▶ _Task instructions_: The response should consist of every line below, unchanged.
::::::::::
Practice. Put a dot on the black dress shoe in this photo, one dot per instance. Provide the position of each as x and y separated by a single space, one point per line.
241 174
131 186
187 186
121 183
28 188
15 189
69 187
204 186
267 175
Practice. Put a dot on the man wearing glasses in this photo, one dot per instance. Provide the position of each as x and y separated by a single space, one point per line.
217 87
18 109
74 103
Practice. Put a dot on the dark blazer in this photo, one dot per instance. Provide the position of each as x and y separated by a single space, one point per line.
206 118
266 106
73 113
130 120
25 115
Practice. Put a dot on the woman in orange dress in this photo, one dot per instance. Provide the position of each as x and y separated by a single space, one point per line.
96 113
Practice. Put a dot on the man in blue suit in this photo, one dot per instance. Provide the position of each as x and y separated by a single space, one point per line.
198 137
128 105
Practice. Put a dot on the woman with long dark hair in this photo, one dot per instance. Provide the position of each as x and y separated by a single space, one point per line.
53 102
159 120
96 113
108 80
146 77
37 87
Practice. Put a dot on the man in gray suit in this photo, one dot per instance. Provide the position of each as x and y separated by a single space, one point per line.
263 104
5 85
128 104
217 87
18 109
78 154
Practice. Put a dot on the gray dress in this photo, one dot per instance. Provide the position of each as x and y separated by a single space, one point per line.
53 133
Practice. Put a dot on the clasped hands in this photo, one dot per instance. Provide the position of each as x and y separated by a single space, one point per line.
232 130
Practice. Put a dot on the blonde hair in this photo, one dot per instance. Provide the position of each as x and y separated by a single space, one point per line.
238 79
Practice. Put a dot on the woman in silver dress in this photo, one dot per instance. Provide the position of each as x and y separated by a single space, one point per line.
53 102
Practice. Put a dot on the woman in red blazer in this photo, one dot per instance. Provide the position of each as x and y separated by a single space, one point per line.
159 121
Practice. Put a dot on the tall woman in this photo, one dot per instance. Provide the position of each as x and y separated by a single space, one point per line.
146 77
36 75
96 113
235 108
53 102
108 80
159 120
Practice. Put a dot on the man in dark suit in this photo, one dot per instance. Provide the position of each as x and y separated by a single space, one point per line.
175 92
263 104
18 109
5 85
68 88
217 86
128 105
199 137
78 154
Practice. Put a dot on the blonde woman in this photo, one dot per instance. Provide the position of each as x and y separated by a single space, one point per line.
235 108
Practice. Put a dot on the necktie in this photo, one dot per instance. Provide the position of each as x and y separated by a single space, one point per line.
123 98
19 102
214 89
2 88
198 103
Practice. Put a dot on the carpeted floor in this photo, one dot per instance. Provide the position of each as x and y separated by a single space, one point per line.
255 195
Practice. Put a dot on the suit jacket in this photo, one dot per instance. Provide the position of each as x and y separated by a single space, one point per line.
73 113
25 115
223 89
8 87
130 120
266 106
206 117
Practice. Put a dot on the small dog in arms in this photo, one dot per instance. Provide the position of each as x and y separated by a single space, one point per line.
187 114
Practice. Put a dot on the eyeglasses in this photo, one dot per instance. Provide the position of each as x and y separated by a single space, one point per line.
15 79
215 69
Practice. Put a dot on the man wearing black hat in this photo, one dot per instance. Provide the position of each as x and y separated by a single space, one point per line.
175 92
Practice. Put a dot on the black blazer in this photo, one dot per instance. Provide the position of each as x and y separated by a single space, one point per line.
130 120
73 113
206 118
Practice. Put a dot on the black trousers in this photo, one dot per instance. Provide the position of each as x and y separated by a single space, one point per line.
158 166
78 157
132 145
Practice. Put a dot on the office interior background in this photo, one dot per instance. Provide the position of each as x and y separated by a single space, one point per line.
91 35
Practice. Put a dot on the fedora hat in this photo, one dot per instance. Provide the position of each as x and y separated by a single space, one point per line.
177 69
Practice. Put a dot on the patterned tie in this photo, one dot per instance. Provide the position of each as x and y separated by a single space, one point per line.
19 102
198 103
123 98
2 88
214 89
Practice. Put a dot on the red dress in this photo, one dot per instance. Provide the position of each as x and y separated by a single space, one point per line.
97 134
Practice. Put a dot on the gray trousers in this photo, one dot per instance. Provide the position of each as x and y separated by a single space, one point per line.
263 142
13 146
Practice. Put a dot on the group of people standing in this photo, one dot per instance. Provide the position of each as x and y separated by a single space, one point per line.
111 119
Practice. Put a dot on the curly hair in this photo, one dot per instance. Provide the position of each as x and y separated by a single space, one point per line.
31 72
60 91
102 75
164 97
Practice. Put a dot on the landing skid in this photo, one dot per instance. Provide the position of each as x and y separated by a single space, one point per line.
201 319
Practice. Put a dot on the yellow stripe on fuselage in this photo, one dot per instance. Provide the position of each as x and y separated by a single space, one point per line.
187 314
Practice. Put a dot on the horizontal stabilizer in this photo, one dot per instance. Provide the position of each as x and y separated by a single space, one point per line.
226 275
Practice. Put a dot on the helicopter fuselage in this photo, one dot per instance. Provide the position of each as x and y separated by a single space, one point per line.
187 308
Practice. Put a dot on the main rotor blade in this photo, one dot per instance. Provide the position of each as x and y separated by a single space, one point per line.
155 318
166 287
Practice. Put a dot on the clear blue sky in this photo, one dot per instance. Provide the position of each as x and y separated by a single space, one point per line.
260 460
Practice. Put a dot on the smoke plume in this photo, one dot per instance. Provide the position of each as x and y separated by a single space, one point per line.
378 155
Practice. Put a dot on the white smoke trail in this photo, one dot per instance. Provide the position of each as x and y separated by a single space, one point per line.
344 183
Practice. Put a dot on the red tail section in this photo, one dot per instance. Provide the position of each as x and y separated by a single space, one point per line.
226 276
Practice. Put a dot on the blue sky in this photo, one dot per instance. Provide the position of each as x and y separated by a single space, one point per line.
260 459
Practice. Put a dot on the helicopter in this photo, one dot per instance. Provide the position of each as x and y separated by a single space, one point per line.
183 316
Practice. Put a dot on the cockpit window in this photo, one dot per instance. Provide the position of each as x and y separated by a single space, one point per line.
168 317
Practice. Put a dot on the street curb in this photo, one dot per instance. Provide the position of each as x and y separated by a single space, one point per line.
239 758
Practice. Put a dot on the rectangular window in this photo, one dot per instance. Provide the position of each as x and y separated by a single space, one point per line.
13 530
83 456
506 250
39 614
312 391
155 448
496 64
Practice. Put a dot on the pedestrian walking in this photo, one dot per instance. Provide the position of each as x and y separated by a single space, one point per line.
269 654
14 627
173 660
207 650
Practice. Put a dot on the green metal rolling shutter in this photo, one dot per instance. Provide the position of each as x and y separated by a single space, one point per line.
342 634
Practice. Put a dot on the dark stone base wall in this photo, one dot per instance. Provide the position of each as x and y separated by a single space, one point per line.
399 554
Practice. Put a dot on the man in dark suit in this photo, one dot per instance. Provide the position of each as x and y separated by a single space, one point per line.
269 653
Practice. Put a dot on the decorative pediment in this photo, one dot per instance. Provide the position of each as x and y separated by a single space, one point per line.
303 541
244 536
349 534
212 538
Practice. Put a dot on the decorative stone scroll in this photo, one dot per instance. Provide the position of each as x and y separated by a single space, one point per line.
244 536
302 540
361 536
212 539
::::::::::
▶ _Response for this exercise_:
Practice. Put a dot on the black dress shoe in this photo, one dot per instance. Provide the position of each as x and y separated by a single space, one point per line.
241 174
131 186
187 186
121 183
28 188
15 189
69 187
204 186
267 175
Practice. Put a dot on the man wearing glasses in this photo, one dot per instance. Provide the position of each as x and y separated by a single space, one point per line.
217 87
18 109
74 103
Practice. Put a dot on the dark blazer in this photo, one dot per instance. Provide the position of each as x and y separated by a single space, one point per line.
206 118
266 106
73 113
130 120
25 115
Practice. Put a dot on the woman in orange dress in this photo, one dot per instance. Provide the position of each as x and y separated by a single space, one point per line.
96 113
Practice. Put a dot on the man in blue suit in this photo, one dot per instance. Provide the position of each as x and y separated by a single space, one point per line.
198 137
128 105
Practice. Put a dot on the woman with long dark hair in this photo, one dot per instance. Provide the position of each as x and y separated by a single space, one point per line.
53 102
159 120
96 113
108 80
146 77
37 87
Practice. Put a dot on the man in gray suit in this photo, one dot per instance. Provide the position of each as x and y separated by a single space, one point per line.
263 104
5 85
128 104
217 87
18 109
78 154
Practice. Put a dot on the gray dress in this photo, one dot per instance. Provide the position of each as x and y separated by a single space, one point per line.
53 133
Practice. Put a dot on the clasped hands in this photo, one dot per instance. Provide the position of each as x and y separated by a single space, one point per line.
232 130
Practice. Put a dot on the blonde hair in this photo, one dot per instance. Provide the position of each as x and y separated by a single space, one point per line.
238 79
Practice. Put a dot on the woman in silver dress in this photo, one dot per instance. Provide the position of each as x and y separated by a single space, one point per line.
53 102
Practice. Put a dot on the woman in red blazer in this photo, one dot per instance. Provide the position of each as x and y separated by a single space, one point per line.
159 121
Practice. Put a dot on the tall woman in this photo, one dot per instance. Provide the position of each as x and y separated by a single space, one point per line.
146 77
36 75
96 113
235 108
53 102
108 80
159 120
Practice. Put a dot on the man in dark suit in this photo, one dot per instance. Provide the position of each as x and y separated by a single space, one point per line.
175 92
263 104
18 109
5 85
68 88
217 86
128 105
199 137
78 154
Practice. Put a dot on the blonde woman in this photo, one dot per instance. Provide the position of each as x and y separated by a single space, one point per line.
235 108
Practice. Put a dot on the necktie in this photo, one dot per instance. Provide the position of each as x and y separated by a single space, one point per line.
123 98
19 102
214 89
2 88
198 103
Practice. Put a dot on the carpeted floor in this photo, one dot per instance. Provide the position of each as x and y separated by a single space, one point per line.
255 195
Practice. Put a dot on the suit jacket in this photo, one dot per instance. Provide the position of each as x and y separated by a single space, one point per line.
73 113
25 115
223 89
8 87
130 120
266 106
206 117
Practice. Put a dot on the small dog in arms in this photo, one dot per instance. Provide the position of each as x and y separated by a single space, one point per line.
187 114
Practice. Put a dot on the eyeglasses in this photo, one dot per instance. Provide the position of each as x and y separated by a single space, one point per line.
15 79
215 69
Practice. Put a dot on the man wearing black hat in this photo, one dot per instance. Provide the position of each as x and y separated by a single space, one point per line.
175 92
Practice. Put a dot on the black blazer in this photo, one dot per instance. Provide the position of each as x and y separated by a single space, one point per line.
130 120
73 113
206 118
Practice. Put a dot on the black trousers in this photo, one dot per instance. Provide the position of each as x and y separated by a single space, one point per line.
158 166
78 157
132 145
Practice. Put a dot on the office interior background in this photo, one dot per instance. Provide the position of each as x and y separated by a single space, one point per line.
91 35
Practice. Put a dot on the fedora hat in this photo, one dot per instance. Provide the position of each as x and y separated by a single space, one point per line.
177 69
Practice. Put a dot on the patterned tie in this photo, one dot per instance. Provide the position of each as x and y separated by a single space, one point per line.
19 102
198 103
123 98
2 88
214 89
Practice. Put a dot on the red dress in this photo, one dot per instance. Provide the position of each as x and y separated by a single space, one point per line.
97 134
Practice. Put a dot on the gray trousers in this photo, one dot per instance. Provide the position of each as x and y separated by a single space, one point per line.
263 142
13 146
Practice. Put a dot on the group of people standing in this photo, one dot per instance. Provide the position of each as x and y separated by a single space, one point per line.
111 119
Practice. Put a dot on the curly hair in this photo, one dot per instance. Provide the position of each as x and y separated by a single space, one point per line.
31 72
60 91
102 75
164 97
Practice. Put a dot on the landing skid in this photo, one dot per instance. Provide the position of each as x and y separated by a single space, one point per line.
201 319
Practice. Put a dot on the yellow stripe on fuselage in this photo, one dot per instance. Provide the position of each as x and y separated by a single space, one point per line.
187 314
Practice. Put a dot on the horizontal stabilizer in this photo, one dot per instance. Provide the position of each as x and y separated by a single space, one point per line.
226 275
Practice. Put a dot on the helicopter fuselage in this photo, one dot per instance. Provide the position of each as x and y separated by a single space, one point per line.
187 308
Practice. Put a dot on the main rotor blade in this photo, one dot per instance. Provide the position of each as x and y separated by a single space, one point per line.
155 318
166 287
Practice. Put a dot on the clear blue sky in this photo, one dot per instance. Provide the position of each as x and y separated by a single space, one point per line.
260 460
Practice. Put a dot on the smoke plume in this photo, one dot per instance. Provide the position of each as x and y separated by a single space, one point per line.
378 155
Practice. Put a dot on the white smoke trail in this photo, one dot per instance. Provide the position of each as x and y separated by a single space, one point per line.
344 183
Practice. Put a dot on the red tail section in this photo, one dot per instance. Provide the position of each as x and y separated by a single space, one point per line.
226 276
Practice. Put a dot on the blue sky in this photo, one dot per instance. Provide the position of each as x and y separated by a single space, one point per line.
260 459
Practice. Put a dot on the helicopter in this photo, one dot per instance. Provide the position of each as x and y separated by a single space, one point per line.
183 316
Practice. Put a dot on the cockpit window in this photo, one dot per instance. Provide the position of each as x and y separated by a single space, one point per line.
168 317
Practice. Put a dot on the street curb in this photo, one dot per instance. Provide the position of each as x and y separated by a single space, one point per line.
239 758
Practice. Put a dot on the rectangular window in this photo, one dot per instance. Provide the position of each as x and y separated by a single space, one point per line.
13 530
83 456
506 250
39 614
312 391
155 448
496 64
Practice. Put a dot on the pedestrian walking in this photo, one dot per instance. Provide the position of each as x and y separated by a single space, one point per line.
269 654
14 627
173 660
207 650
Practice. Put a dot on the green metal rolling shutter in this photo, one dot per instance. Provide the position of each as x and y separated by a single space, one point per line.
342 634
Practice. Put a dot on the dark stone base wall in this photo, one dot per instance. Provide the position of each as x and y separated by a single space, one point per line.
399 554
Practice. Put a dot on the man in dark suit in this photo, one dot per instance. Provide the position of each as x and y separated by a single space, one point per line.
269 653
Practice. Put a dot on the decorative pediment in this photo, one dot per instance. Provide the position of each as x and y separated by a single space, one point per line.
303 541
244 536
349 534
212 538
Practice. Put a dot on the decorative stone scroll in this photo, one dot per instance. Provide the position of each as x and y separated by a single space, one point per line.
244 536
302 540
361 536
212 539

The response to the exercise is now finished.